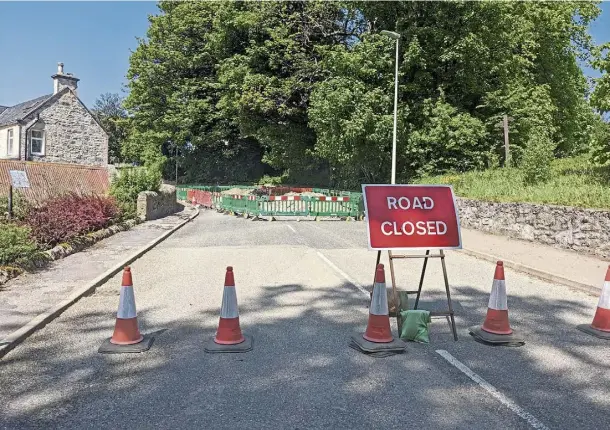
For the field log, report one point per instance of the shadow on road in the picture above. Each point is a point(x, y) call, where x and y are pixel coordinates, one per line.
point(301, 373)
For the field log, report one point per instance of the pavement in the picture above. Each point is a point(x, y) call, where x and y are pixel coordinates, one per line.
point(301, 289)
point(570, 265)
point(25, 297)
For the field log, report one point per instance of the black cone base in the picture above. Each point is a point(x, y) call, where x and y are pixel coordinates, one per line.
point(111, 348)
point(487, 338)
point(245, 346)
point(586, 328)
point(377, 350)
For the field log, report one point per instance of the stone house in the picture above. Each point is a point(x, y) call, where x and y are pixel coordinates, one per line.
point(55, 128)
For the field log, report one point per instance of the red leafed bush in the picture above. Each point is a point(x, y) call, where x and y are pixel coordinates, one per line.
point(70, 215)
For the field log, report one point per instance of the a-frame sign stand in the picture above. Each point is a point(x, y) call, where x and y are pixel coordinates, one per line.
point(448, 313)
point(409, 217)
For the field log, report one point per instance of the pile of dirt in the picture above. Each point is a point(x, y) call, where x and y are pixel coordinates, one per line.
point(311, 194)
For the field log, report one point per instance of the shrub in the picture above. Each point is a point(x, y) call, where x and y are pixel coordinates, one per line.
point(21, 206)
point(69, 216)
point(15, 242)
point(537, 158)
point(131, 181)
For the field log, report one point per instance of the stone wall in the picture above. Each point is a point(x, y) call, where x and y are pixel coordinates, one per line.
point(152, 205)
point(577, 229)
point(71, 134)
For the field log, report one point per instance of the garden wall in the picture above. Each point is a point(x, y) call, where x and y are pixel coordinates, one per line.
point(583, 230)
point(153, 205)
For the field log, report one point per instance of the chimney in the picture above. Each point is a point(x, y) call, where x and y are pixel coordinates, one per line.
point(61, 80)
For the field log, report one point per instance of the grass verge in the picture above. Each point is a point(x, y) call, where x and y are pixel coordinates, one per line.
point(574, 182)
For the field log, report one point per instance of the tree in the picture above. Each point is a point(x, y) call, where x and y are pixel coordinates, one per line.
point(305, 88)
point(109, 111)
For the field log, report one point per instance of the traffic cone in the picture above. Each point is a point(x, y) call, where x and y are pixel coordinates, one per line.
point(229, 337)
point(600, 327)
point(126, 336)
point(378, 335)
point(496, 327)
point(378, 329)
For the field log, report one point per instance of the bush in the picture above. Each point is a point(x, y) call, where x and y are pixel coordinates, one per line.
point(131, 181)
point(21, 206)
point(71, 215)
point(15, 243)
point(537, 158)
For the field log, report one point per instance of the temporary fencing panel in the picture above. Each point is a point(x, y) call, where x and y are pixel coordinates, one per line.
point(283, 206)
point(330, 206)
point(349, 204)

▶ **Problem to solve**
Output all the records, word for word, with no pictures in the copy.

▶ **Finished exercise**
For the field log, report one point per instance of the shadow on road in the picture above. Each point is a point(x, y) call, where x and y are pixel coordinates, one per line.
point(301, 373)
For the field log, report one point per instance of the pavement in the picture above. Each point is a point(x, y) call, where x and y are pixel coordinates, one per line.
point(301, 289)
point(570, 265)
point(25, 297)
For the field log, report one point per instance of the black cone base in the picture above. Each point is a point(x, y) call, where x and y are pixel coordinates, one per line.
point(111, 348)
point(487, 338)
point(245, 346)
point(586, 328)
point(377, 350)
For the field log, report one point per instance of the stone house in the picture above. Each point is a point(x, y) call, where x and y are pixel coordinates, one per line.
point(55, 128)
For the field log, report one point per instance of the red leafed bush in the picture above. Each point is a point(x, y) call, where x and y are pixel coordinates, one per line.
point(70, 215)
For the field log, report one point per instance of the a-frame sign stand in the picture above. Each point is a point(x, y) call, where x and y are pixel coordinates, one per line.
point(448, 313)
point(409, 217)
For the field log, report one point per instance of the pile of dirt in the picture above. Each point is a point(x, y) call, where x and y are pixel coordinates, one per line.
point(311, 194)
For the field log, report one point per instance of the shrub in the picture above. Each point is a point(x, y) call, where x and y are pixel coordinates, one per line.
point(21, 206)
point(69, 216)
point(15, 242)
point(537, 158)
point(131, 181)
For the field log, report one point per instance of the stone wall in the picture above. Each point is a point(x, y) call, where x and y are pixel coordinates, one per line.
point(152, 205)
point(577, 229)
point(71, 134)
For the field log, report one point per instance of the garden wall in the picture above. Each point is a point(x, y) call, where x and y are pixel coordinates, one per line.
point(583, 230)
point(153, 205)
For the field log, report one point per instance of the chimney in the picture above. Each point is a point(x, y) call, where x and y are pixel coordinates, one per line.
point(61, 80)
For the field log, report one point per instance of the grass verge in the picture above. Each point is a point(x, y) call, where x and y are pixel coordinates, one per line.
point(574, 182)
For the field log, report one point per instance of the tree in the picture above. Each point is a point(x, y) call, where x and y are pixel coordinates, one per line.
point(305, 88)
point(109, 111)
For the field log, report one point per instance of the traffic cone in the picture above. Each point is a point(x, y) call, where x and y are pixel coordinates, one per line.
point(229, 337)
point(600, 327)
point(126, 336)
point(378, 335)
point(496, 327)
point(378, 329)
For the field log, report one point per instance of the bush in the picture above. Each point is a point(x, y) call, where x and y are pixel coordinates, one per line.
point(131, 181)
point(21, 206)
point(71, 215)
point(15, 243)
point(537, 158)
For the field log, report one point per instance of the temporary fencing panel in the picture above. Each point is a point(x, y) call, where x and y are pixel coordinates, one per line.
point(283, 206)
point(330, 206)
point(349, 204)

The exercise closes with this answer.